**The data**

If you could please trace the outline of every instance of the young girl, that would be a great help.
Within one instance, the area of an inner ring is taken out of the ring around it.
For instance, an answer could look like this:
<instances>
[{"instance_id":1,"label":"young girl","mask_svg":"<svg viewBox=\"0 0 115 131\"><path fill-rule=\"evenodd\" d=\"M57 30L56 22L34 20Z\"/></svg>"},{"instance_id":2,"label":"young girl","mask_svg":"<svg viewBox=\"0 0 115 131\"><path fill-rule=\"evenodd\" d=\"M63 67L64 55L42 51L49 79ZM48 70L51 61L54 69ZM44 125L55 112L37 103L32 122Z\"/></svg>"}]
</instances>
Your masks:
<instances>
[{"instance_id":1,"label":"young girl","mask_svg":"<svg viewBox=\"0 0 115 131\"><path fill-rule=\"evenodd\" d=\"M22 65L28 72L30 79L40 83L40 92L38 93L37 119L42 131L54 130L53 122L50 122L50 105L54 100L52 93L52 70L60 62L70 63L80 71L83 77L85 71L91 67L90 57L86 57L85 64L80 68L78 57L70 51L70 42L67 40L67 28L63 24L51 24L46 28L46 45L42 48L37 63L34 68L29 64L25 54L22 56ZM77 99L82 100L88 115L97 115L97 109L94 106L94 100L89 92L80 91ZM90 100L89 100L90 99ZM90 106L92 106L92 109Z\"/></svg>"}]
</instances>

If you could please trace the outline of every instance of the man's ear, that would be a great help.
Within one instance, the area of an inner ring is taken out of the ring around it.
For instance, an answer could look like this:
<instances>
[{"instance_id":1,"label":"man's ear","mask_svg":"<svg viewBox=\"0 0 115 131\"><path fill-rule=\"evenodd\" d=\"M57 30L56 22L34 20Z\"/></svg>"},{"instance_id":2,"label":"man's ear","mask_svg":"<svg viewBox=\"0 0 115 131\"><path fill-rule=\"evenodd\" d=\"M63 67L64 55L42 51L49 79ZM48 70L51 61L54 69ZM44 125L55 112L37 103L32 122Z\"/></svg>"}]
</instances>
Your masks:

**Problem statement**
Lay out every line of the items above as a Markdown table with the columns "Row" and "Content", one line per row, numbered in order and skipping blank lines.

**Result of this task**
| Row | Content |
|---|---|
| 1 | If you could please trace the outline of every instance of the young girl, that would be a great help. |
| 2 | Within one instance, the area of an inner ring is taken out of the ring around it. |
| 3 | For instance, an answer could look like this: |
| 4 | <instances> |
| 5 | [{"instance_id":1,"label":"young girl","mask_svg":"<svg viewBox=\"0 0 115 131\"><path fill-rule=\"evenodd\" d=\"M57 30L56 22L34 20Z\"/></svg>"},{"instance_id":2,"label":"young girl","mask_svg":"<svg viewBox=\"0 0 115 131\"><path fill-rule=\"evenodd\" d=\"M63 67L64 55L42 51L49 79ZM48 70L51 61L54 69ZM44 125L55 112L37 103L32 122Z\"/></svg>"}] |
| 6 | </instances> |
| 7 | Your masks: |
| 8 | <instances> |
| 9 | [{"instance_id":1,"label":"young girl","mask_svg":"<svg viewBox=\"0 0 115 131\"><path fill-rule=\"evenodd\" d=\"M22 65L28 72L30 79L40 83L40 92L38 93L37 119L42 131L54 130L53 122L50 122L50 105L54 100L52 93L52 70L60 62L70 63L80 71L83 77L85 71L91 67L90 57L86 57L85 64L80 68L78 57L70 51L70 42L67 40L67 28L63 24L51 24L46 28L46 45L42 48L37 63L34 68L29 64L25 54L22 56ZM77 99L82 100L88 115L97 115L97 109L94 106L94 100L89 92L80 91ZM90 100L89 100L90 99ZM90 106L92 106L92 109Z\"/></svg>"}] |
| 10 | </instances> |
| 11 | If you could please trace the outline of every instance of the man's ear, that would be a great help. |
| 12 | Within one instance, the area of an inner ring is taken out of the ring around it. |
| 13 | For instance, an answer could look like this: |
| 14 | <instances> |
| 15 | [{"instance_id":1,"label":"man's ear","mask_svg":"<svg viewBox=\"0 0 115 131\"><path fill-rule=\"evenodd\" d=\"M57 30L56 22L34 20Z\"/></svg>"},{"instance_id":2,"label":"man's ear","mask_svg":"<svg viewBox=\"0 0 115 131\"><path fill-rule=\"evenodd\" d=\"M63 67L64 55L42 51L49 79ZM48 70L51 61L54 69ZM44 125L55 112L37 103L32 122Z\"/></svg>"}] |
| 16 | </instances> |
| 17 | Your masks: |